Passage>

Monthly Archives: August 2011

I Predict A Ri… Oh, Too Late

Whoa! England’s going mental! One week back and a man is shot by the police, a peaceful protest is made in reply, a couple of idiots start a riot, and the media causes a bunch of riots over the whole of England for the rest of the week. Oh, no, wait… It wasn’t the media it was the parents. No, wait, it was the government. No, it was society, and actually, we’re not surprised this happened at all.

Hmm.

Everyone’s talking about it and everyone has a point of view. Debates are raging on Facebook statuses and more people have been defriended this week than during any other (complete speculation but probably true judging by some of the heated debates I’ve seen). People seem to think that there are only two, clear-cut points of view on this. There are those who believe that this is the government’s fault for years of alienating the working classes and that, rather than punish the looters, let’s give them a hug and tell them that we all understand why they did it, that we are sorry our society is built on material wealth and they feel they have to keep up, and that if we weren’t all so middle-class and well-off then we’d probably be out there looting with them, side-by-side. Like brothers. Then there are those who believe that this is the fault of the parents and the individuals; that people are responsible for their own actions; that they know stealing is wrong but did it anyway and for this they should have their hands cut off, their eyes gouged out, and be sold to market as drones that roam blindly on their knees, forever scrubbing the pavements of the Big Society with the modified brushes strapped to their stumps.

Stored data>
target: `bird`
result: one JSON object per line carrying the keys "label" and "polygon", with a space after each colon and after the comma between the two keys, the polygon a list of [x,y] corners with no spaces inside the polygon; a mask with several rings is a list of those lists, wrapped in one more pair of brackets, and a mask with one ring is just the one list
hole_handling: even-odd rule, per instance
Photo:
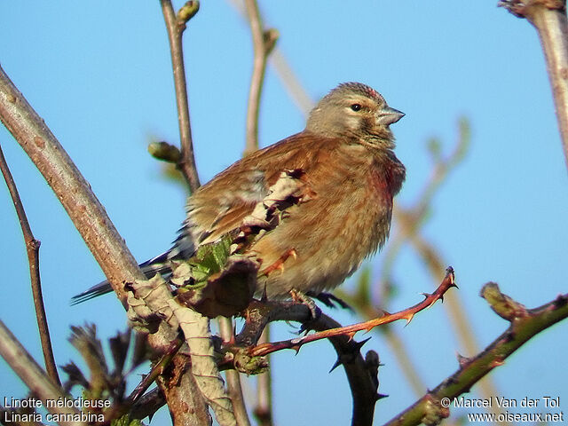
{"label": "bird", "polygon": [[[256,293],[279,299],[332,290],[389,236],[393,197],[406,178],[390,126],[404,115],[368,85],[339,84],[310,112],[304,130],[237,161],[198,188],[171,248],[141,270],[148,278],[170,273],[171,261],[189,259],[199,247],[238,230],[283,171],[299,170],[309,200],[288,208],[278,226],[248,248],[268,269],[278,264],[259,274]],[[103,281],[73,303],[111,290]]]}

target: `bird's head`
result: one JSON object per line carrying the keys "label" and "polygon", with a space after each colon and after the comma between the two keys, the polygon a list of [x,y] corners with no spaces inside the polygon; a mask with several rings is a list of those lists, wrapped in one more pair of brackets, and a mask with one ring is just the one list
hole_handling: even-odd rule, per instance
{"label": "bird's head", "polygon": [[372,145],[392,144],[389,126],[404,116],[384,98],[360,83],[343,83],[312,110],[306,130],[330,138],[360,139]]}

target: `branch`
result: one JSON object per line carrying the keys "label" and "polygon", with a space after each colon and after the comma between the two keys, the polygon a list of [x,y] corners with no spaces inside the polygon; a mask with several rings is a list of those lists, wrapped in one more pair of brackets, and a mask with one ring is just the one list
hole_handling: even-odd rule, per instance
{"label": "branch", "polygon": [[[231,318],[218,317],[219,335],[224,343],[233,343],[234,341],[234,330],[233,320]],[[245,404],[242,387],[241,386],[241,375],[236,370],[226,370],[225,377],[227,381],[227,392],[233,401],[234,416],[239,426],[250,426],[247,406]]]}
{"label": "branch", "polygon": [[568,20],[565,0],[499,2],[518,18],[526,18],[539,33],[544,51],[560,137],[568,166]]}
{"label": "branch", "polygon": [[[263,371],[266,364],[262,358],[250,357],[248,354],[248,346],[259,339],[266,324],[272,321],[297,321],[318,331],[341,327],[338,322],[325,314],[314,320],[306,304],[294,301],[254,300],[246,312],[246,319],[242,331],[236,336],[236,343],[224,348],[225,359],[221,360],[220,367],[237,367],[247,374]],[[360,348],[367,340],[358,343],[350,336],[339,335],[330,336],[329,341],[337,353],[337,361],[332,370],[343,365],[351,387],[353,398],[352,424],[370,426],[375,404],[381,397],[377,394],[378,356],[370,351],[363,359]]]}
{"label": "branch", "polygon": [[87,181],[1,67],[0,119],[51,186],[124,303],[122,281],[143,278],[136,259]]}
{"label": "branch", "polygon": [[199,2],[190,1],[179,9],[178,15],[174,12],[170,0],[160,0],[163,19],[168,30],[170,51],[171,52],[171,65],[174,72],[174,85],[176,88],[176,102],[178,105],[178,122],[179,122],[179,138],[181,143],[181,158],[178,168],[193,193],[200,186],[193,143],[192,140],[192,128],[189,121],[189,100],[187,99],[187,86],[185,83],[185,67],[184,65],[184,48],[182,36],[185,26],[199,11]]}
{"label": "branch", "polygon": [[10,172],[8,163],[2,152],[0,146],[0,170],[6,181],[8,191],[12,196],[12,200],[16,209],[21,232],[24,234],[24,241],[26,243],[26,251],[28,252],[28,263],[29,264],[29,276],[32,285],[32,294],[34,296],[34,306],[36,307],[36,318],[37,319],[37,328],[39,329],[39,338],[42,343],[42,351],[43,352],[43,362],[47,374],[55,384],[60,385],[59,375],[57,373],[55,359],[53,358],[53,349],[51,348],[51,339],[50,336],[50,329],[47,325],[47,316],[45,315],[45,306],[43,305],[43,296],[42,296],[42,281],[39,273],[39,246],[40,241],[34,238],[24,205],[21,202],[16,183]]}
{"label": "branch", "polygon": [[[39,398],[43,406],[50,413],[63,415],[80,415],[79,411],[75,408],[66,406],[49,406],[46,405],[48,399],[57,401],[59,398],[65,399],[70,398],[61,392],[61,388],[56,386],[36,360],[28,353],[26,349],[18,342],[16,337],[10,332],[6,326],[0,320],[0,355],[6,360],[12,370],[29,388],[32,393]],[[66,422],[65,424],[83,425],[79,421]]]}
{"label": "branch", "polygon": [[244,153],[246,156],[258,149],[260,95],[266,70],[266,60],[276,44],[278,31],[272,28],[268,30],[263,28],[256,0],[245,0],[245,5],[252,32],[252,43],[255,53],[247,106],[247,142]]}
{"label": "branch", "polygon": [[[1,67],[0,119],[51,186],[113,289],[127,307],[123,283],[146,277],[89,184]],[[162,322],[157,332],[148,335],[148,343],[159,354],[167,351],[170,342],[176,338],[177,333]],[[178,358],[174,358],[175,362]],[[162,383],[167,384],[165,379]],[[162,391],[170,407],[182,406],[180,413],[194,418],[207,416],[205,404],[201,401],[200,405],[199,400],[192,399],[194,392],[177,387],[171,390],[162,388]],[[183,420],[175,424],[182,423]]]}
{"label": "branch", "polygon": [[457,372],[386,425],[409,426],[422,422],[425,416],[438,420],[447,417],[454,398],[469,391],[493,368],[502,366],[508,357],[540,331],[568,317],[568,294],[530,310],[501,294],[493,282],[484,286],[481,296],[501,318],[510,321],[509,328],[477,356],[459,357]]}
{"label": "branch", "polygon": [[350,338],[352,338],[358,331],[366,330],[368,332],[375,327],[381,326],[383,324],[389,324],[398,320],[406,320],[406,324],[408,324],[416,313],[426,308],[430,308],[436,303],[436,301],[443,300],[444,294],[449,288],[451,288],[452,287],[457,287],[454,282],[454,269],[449,266],[446,270],[446,274],[444,278],[444,280],[441,282],[436,291],[434,291],[434,293],[432,294],[425,293],[424,300],[410,308],[404,309],[396,313],[385,313],[385,315],[381,318],[376,318],[368,321],[353,324],[351,326],[320,331],[296,339],[259,344],[258,346],[250,348],[248,350],[248,354],[252,357],[262,357],[277,351],[281,351],[282,349],[294,349],[295,351],[298,351],[304,344],[311,342],[315,342],[317,340],[326,339],[335,335],[347,335]]}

Written task 1> In the post about the riots, what happened to the man one week back?
Written task 2> Copy the post about the riots word for word, from "Whoa! England’s going" to "happened at all.", inclusive.
Written task 3> Please write what comes next in the post about the riots, starting after its last sentence.

Exercise response 1> He was shot by the police.

Exercise response 2>
Whoa! England’s going mental! One week back and a man is shot by the police, a peaceful protest is made in reply, a couple of idiots start a riot, and the media causes a bunch of riots over the whole of England for the rest of the week. Oh, no, wait… It wasn’t the media it was the parents. No, wait, it was the government. No, it was society, and actually, we’re not surprised this happened at all.

Exercise response 3>
Cameron’s ‘Big Society’ might seem like a great idea in the predominantly white middle-class majority that voted him in but, as has been widely suggested in the news, many of the people who were part of the riots probably don’t feel part of ‘the society’ and so feel that they don’t owe that society anything; after all, what has it given them? This would seem to be a logical assumption, but it is just that – an assumption – coming mainly from the liberal middle-class. Or an assertion coming from a bunch of kids in hoodies after the reporter has asked them a question like “Do you think that the rioters feel that they are not part of society and that this is why the riots started?” instead of letting them form their own answers to an open question. “Yeah, definitely,” comes the inevitable answer.

Who really knows what the cause was? I’m willing to bet that most of the looters don’t know themselves. They’ll probably say “oh yeah it’s cos that bloke was shot [innit],” but only because that’s the sequence of events they saw on the news.

Seumas Milne from the Guardian writes:

The London mayor and fellow former Bullingdon Club member Boris Johnson, heckled by hostile Londoners in Clapham Junction, warned that rioters must stop hearing ‘economic and sociological justifications’ (though who was offering them he never explained) for what they were doing.

This just before he launches into a diatribe about how the reason for the riots were due entirely to the economic and sociological failings of the government. Well we know they didn’t hear them from you, Seumas, but I’m pretty sure there are scores of other liberal journalists who have already expressed your point of view far and wide enough for them to hear. Had every reporter on the planet not rushed at once to give their own personal, and often completely unfounded, opinions on the underlying problems with the government or society or parenting or cuts or individual responsibility, then I imagine that the looters would have more trouble coming up with excuses as to why they felt compelled to go out, smash a shop window and steal a bunch of Paul Smith watches.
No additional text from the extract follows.